[Start]
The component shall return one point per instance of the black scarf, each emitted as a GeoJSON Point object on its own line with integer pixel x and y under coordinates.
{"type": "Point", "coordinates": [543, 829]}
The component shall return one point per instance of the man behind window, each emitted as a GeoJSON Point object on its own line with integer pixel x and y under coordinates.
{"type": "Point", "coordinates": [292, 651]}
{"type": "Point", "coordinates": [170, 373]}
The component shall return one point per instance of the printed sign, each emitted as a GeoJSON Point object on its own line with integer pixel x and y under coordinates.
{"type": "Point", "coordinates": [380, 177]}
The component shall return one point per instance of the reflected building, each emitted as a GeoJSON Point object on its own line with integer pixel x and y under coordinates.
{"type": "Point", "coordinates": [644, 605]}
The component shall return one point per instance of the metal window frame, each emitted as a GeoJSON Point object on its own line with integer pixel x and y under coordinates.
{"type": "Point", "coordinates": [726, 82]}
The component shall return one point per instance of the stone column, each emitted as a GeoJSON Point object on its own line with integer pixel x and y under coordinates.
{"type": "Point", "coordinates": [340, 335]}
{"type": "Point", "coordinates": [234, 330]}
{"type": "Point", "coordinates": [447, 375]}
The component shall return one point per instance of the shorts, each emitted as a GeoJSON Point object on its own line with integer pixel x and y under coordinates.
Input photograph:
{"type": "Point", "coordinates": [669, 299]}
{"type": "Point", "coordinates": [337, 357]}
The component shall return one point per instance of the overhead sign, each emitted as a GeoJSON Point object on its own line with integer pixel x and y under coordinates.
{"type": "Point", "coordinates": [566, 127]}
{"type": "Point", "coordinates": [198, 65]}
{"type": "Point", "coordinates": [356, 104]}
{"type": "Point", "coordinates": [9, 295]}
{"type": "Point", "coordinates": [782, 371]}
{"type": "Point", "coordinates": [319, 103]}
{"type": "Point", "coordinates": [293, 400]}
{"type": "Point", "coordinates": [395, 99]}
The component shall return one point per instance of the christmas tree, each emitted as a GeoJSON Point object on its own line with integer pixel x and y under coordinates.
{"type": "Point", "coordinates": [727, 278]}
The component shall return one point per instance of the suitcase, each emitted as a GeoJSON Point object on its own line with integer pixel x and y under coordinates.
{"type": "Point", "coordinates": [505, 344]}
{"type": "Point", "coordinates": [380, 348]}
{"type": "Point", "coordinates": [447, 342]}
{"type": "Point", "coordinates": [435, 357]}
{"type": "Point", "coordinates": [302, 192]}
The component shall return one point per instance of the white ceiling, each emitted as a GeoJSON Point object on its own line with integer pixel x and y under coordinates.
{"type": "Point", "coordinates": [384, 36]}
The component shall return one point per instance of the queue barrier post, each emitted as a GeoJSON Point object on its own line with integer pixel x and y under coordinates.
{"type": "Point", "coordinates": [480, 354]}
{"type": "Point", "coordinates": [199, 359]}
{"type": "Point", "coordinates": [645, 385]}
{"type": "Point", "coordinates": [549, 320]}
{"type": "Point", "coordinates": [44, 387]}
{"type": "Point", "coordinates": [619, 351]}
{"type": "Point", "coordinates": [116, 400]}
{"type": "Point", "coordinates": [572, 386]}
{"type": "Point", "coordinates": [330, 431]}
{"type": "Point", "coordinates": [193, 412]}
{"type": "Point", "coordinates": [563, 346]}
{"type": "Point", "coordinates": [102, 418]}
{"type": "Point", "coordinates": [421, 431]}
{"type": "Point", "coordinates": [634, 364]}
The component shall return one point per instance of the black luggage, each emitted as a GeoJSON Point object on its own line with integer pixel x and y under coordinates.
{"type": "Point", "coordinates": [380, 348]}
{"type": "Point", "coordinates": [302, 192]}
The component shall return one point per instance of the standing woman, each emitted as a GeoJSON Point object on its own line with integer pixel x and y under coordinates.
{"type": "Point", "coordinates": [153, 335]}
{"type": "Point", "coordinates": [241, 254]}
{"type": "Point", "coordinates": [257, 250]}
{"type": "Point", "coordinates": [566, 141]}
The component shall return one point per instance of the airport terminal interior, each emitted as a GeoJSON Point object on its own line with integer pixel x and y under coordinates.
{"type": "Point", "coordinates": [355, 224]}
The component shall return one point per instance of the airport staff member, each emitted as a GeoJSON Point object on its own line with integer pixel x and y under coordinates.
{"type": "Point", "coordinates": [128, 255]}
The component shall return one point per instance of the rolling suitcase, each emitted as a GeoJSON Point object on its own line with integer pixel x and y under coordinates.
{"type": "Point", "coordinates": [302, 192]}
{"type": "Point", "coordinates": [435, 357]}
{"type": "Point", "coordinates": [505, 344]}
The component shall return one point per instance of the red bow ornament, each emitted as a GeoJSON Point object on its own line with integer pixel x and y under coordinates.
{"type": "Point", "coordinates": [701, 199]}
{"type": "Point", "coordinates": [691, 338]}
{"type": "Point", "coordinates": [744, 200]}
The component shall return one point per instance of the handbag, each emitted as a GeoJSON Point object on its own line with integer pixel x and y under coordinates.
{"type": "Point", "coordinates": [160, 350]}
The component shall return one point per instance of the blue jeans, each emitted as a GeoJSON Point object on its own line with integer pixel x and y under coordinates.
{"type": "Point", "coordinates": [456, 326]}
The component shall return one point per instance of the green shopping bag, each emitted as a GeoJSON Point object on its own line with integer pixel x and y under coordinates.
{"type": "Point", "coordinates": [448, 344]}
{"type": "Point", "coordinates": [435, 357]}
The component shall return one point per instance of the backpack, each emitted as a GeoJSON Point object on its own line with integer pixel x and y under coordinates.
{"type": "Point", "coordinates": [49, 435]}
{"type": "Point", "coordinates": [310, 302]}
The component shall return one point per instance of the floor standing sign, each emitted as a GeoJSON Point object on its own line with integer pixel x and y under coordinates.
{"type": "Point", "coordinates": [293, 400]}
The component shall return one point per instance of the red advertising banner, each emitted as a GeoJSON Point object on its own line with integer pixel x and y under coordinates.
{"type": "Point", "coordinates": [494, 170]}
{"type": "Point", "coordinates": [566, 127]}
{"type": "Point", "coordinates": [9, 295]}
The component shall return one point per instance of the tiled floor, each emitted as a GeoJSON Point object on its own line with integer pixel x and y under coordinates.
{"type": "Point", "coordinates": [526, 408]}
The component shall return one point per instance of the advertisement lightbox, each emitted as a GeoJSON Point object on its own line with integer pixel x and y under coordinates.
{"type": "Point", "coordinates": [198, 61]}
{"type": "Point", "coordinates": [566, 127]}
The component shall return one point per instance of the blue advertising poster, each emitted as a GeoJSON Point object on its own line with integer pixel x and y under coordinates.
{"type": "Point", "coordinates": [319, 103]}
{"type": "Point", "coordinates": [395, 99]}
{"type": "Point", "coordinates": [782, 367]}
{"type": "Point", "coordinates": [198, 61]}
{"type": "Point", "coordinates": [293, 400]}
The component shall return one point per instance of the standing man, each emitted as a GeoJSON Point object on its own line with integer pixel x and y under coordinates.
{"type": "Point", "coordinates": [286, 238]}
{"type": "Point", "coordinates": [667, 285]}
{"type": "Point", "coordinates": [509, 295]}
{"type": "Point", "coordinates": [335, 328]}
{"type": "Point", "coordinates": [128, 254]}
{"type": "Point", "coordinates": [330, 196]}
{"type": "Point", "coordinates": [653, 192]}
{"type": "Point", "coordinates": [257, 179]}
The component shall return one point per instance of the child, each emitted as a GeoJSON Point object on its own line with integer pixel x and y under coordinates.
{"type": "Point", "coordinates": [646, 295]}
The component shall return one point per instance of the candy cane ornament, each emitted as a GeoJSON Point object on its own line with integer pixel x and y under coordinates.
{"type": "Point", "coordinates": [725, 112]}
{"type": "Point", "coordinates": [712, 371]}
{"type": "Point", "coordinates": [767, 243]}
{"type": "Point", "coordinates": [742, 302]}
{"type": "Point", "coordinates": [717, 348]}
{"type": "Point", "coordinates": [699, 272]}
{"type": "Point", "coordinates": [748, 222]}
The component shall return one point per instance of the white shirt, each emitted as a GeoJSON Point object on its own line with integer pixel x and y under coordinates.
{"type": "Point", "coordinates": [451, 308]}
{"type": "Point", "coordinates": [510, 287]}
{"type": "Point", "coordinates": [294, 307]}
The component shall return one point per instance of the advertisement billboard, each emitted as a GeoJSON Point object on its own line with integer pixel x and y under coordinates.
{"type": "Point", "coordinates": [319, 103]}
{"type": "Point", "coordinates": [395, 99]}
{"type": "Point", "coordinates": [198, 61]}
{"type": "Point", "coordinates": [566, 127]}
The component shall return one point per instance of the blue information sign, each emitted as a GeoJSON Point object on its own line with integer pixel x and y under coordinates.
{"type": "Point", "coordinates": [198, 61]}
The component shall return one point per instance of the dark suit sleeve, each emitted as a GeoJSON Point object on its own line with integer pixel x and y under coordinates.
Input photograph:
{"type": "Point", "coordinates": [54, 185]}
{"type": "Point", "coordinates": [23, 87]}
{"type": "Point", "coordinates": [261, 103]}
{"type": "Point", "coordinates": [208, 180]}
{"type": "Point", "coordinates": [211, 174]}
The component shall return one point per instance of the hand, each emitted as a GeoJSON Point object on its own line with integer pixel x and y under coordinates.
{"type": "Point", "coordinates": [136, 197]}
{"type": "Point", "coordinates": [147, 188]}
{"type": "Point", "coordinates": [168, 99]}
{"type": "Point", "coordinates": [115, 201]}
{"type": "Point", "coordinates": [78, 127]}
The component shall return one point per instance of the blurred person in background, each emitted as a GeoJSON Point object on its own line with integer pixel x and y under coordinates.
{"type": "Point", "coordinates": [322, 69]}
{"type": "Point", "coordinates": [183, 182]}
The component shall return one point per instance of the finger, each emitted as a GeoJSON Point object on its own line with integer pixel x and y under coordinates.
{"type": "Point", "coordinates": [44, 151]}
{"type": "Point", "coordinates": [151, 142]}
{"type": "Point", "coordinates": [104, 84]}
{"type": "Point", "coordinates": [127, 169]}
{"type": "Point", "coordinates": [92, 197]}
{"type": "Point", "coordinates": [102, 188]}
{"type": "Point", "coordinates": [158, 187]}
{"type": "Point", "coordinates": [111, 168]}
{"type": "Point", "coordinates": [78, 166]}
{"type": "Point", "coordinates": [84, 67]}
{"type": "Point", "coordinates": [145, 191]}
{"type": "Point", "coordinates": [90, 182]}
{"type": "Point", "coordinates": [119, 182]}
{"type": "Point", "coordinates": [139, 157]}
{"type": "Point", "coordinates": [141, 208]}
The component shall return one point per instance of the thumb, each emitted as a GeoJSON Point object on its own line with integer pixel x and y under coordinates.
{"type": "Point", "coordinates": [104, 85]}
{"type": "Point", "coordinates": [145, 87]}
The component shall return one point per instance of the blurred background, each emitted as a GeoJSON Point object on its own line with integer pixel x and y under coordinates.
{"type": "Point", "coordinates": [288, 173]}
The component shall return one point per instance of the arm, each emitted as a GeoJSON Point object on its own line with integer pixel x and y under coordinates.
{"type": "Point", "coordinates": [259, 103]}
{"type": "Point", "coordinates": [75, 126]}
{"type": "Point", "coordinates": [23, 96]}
[End]
■ **What the exercise asks**
Only the lines from the one containing "the thumb, each" through the end of the entries above belong in the answer; repeat them exactly.

■ **Task solution**
The component shall return one point per instance of the thumb, each emitted as a GeoJSON Point object on its own line with integer pixel x and y under coordinates.
{"type": "Point", "coordinates": [104, 85]}
{"type": "Point", "coordinates": [145, 87]}
The component shall return one point per instance of the blurred background, each emitted as a GeoJSON Point object on its own line with integer pixel x and y under coordinates.
{"type": "Point", "coordinates": [288, 173]}
The component shall return one point per instance of the arm, each emitted as a GeoJSON Point object on its own line with integer pixel x and y under coordinates.
{"type": "Point", "coordinates": [259, 103]}
{"type": "Point", "coordinates": [75, 126]}
{"type": "Point", "coordinates": [23, 96]}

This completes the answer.